> _Requirement_: Repeat exactly, and only, the lines from the one holding "like [448, 766]." through the last line of the records below.

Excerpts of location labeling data
· · · · · · ·

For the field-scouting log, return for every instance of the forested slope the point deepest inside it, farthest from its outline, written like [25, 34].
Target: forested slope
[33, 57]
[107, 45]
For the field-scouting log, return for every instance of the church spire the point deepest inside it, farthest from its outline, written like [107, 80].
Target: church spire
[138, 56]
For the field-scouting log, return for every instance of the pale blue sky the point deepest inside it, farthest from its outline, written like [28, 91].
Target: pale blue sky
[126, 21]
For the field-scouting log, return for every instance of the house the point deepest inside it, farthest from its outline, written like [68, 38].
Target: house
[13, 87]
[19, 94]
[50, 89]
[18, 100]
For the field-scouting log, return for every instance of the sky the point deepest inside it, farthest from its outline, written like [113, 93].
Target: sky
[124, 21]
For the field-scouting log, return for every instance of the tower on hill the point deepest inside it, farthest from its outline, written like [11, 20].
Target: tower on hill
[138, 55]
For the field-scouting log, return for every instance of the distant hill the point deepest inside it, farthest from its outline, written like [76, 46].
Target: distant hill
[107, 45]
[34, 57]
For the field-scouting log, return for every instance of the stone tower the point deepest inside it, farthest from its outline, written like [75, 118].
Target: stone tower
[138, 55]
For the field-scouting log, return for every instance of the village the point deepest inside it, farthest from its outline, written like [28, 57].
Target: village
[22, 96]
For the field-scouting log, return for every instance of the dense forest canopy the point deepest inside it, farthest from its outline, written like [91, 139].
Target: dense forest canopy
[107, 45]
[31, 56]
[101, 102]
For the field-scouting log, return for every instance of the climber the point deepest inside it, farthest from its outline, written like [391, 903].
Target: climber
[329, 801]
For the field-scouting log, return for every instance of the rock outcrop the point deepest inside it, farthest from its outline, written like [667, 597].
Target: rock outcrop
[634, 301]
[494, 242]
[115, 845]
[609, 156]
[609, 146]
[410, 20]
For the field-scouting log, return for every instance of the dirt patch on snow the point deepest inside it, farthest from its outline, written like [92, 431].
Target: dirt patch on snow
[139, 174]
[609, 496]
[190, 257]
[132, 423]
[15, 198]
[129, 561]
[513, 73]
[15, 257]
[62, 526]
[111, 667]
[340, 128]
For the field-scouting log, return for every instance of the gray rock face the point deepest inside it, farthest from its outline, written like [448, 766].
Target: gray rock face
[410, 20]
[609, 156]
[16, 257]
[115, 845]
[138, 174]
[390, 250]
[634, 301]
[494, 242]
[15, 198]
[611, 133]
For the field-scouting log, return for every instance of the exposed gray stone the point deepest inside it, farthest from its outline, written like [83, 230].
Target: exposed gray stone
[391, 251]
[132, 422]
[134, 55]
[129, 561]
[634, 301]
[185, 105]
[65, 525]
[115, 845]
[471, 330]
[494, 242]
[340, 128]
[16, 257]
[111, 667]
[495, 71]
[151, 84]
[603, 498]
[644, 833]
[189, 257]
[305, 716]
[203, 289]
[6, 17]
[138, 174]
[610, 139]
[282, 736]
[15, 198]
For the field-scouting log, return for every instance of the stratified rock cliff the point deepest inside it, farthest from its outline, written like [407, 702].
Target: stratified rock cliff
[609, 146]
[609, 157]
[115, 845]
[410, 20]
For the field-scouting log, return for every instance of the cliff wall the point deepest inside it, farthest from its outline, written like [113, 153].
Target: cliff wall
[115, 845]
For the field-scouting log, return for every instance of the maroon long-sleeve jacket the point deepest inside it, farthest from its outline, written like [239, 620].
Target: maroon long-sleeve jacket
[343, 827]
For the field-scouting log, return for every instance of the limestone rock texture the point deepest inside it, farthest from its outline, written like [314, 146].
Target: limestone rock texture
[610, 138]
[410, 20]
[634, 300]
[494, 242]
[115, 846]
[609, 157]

· · · · · · ·

> _Output for this task_:
For the field-scouting log, return for every instance of the gray rock face the point deepest inside it, farthest from its outline, written like [448, 766].
Target: gray rock face
[410, 20]
[609, 156]
[16, 257]
[115, 845]
[138, 174]
[390, 250]
[634, 301]
[494, 242]
[15, 198]
[611, 133]
For the field-scouting log, return for every instance of the exposed gray stone the point deepest inside it, farthest from its outline, written like [83, 230].
Target: exposed gray stone
[391, 251]
[132, 422]
[134, 55]
[129, 561]
[634, 301]
[185, 105]
[65, 525]
[115, 845]
[471, 330]
[494, 242]
[340, 128]
[16, 257]
[111, 667]
[495, 71]
[151, 84]
[603, 498]
[644, 833]
[189, 257]
[305, 716]
[203, 289]
[6, 17]
[138, 174]
[610, 139]
[282, 736]
[15, 198]
For the field-scouting log, return for every instance of the stratified rock cliff the point deepest inside it, farthest from its outline, written like [407, 702].
Target: stratified rock cliff
[609, 146]
[609, 157]
[115, 845]
[410, 20]
For the field-scouting log, return for every instance of the cliff wall the point deepest inside it, farthest from its outline, written like [113, 153].
Target: cliff wall
[115, 845]
For the field-scouting log, return for every instance of the maroon long-sleeve jacket the point deepest inside it, farthest from its outline, written like [239, 620].
Target: maroon long-sleeve jacket
[343, 827]
For the field-scouting log, return for every instance of the limestone rock texture the point deepest inside it, farthest from its outline, written like [314, 146].
Target: limestone rock texture
[610, 138]
[410, 20]
[634, 300]
[494, 242]
[115, 846]
[609, 157]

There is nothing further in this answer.